> **Text section**:
= = = = = = =

Saturday, October 07, 2006

Early memories and signs that I wasn't quite like the other people:

*I lived in my own little world and was very introspective. In fact, I don't remember speaking anywhere near as much as I *thought*. In addition, it was years before I could easily articulate the things I was thinking about.

*I did not understand boundaries. Oh, I got plenty of spankings....but somehow, I thought rules and boundaries were for people who wanted them, for regular people who wanted to be constrained by them, not for me.

*Other children seemed rather petty, babyish, and uninteresting, as a whole. They seemed to always be agreeing with one another without actually thinking very much about the subject they claimed to agree on.

*I couldn't understand the emphasis on money. If all they wanted was money, why didn't they just pass around an offering plate like they do at church?

*Nor could I understand clothing. I saw some big, lovely fuzzy burdock leaves and asked my babysitter why she couldn't use those for a bathing suit, so we could go swimming. She laughed as though it were absurd. I couldn't see why, they looked nice to me!

= = = = = = =

> **Information**:
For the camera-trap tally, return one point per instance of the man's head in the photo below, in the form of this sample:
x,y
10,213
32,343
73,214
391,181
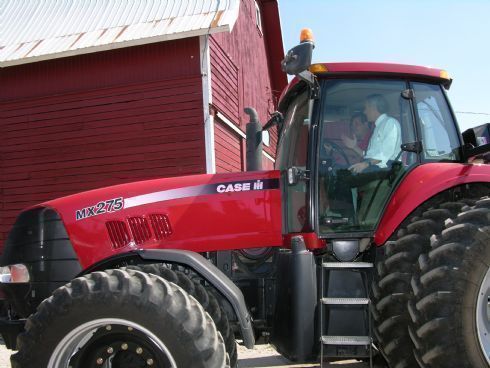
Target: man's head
x,y
374,106
359,125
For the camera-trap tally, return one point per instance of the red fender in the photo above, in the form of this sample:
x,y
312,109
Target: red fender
x,y
422,183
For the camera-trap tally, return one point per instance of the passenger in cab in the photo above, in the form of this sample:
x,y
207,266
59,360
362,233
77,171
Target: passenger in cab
x,y
384,144
361,131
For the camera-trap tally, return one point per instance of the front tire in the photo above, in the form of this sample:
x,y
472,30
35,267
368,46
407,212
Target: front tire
x,y
120,318
451,320
204,296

= = = = = = =

> **Aim of the exercise**: Quote the text on early memories above word for word, from "Early memories and" to "to agree on.".

> **Response**:
Early memories and signs that I wasn't quite like the other people:

*I lived in my own little world and was very introspective. In fact, I don't remember speaking anywhere near as much as I *thought*. In addition, it was years before I could easily articulate the things I was thinking about.

*I did not understand boundaries. Oh, I got plenty of spankings....but somehow, I thought rules and boundaries were for people who wanted them, for regular people who wanted to be constrained by them, not for me.

*Other children seemed rather petty, babyish, and uninteresting, as a whole. They seemed to always be agreeing with one another without actually thinking very much about the subject they claimed to agree on.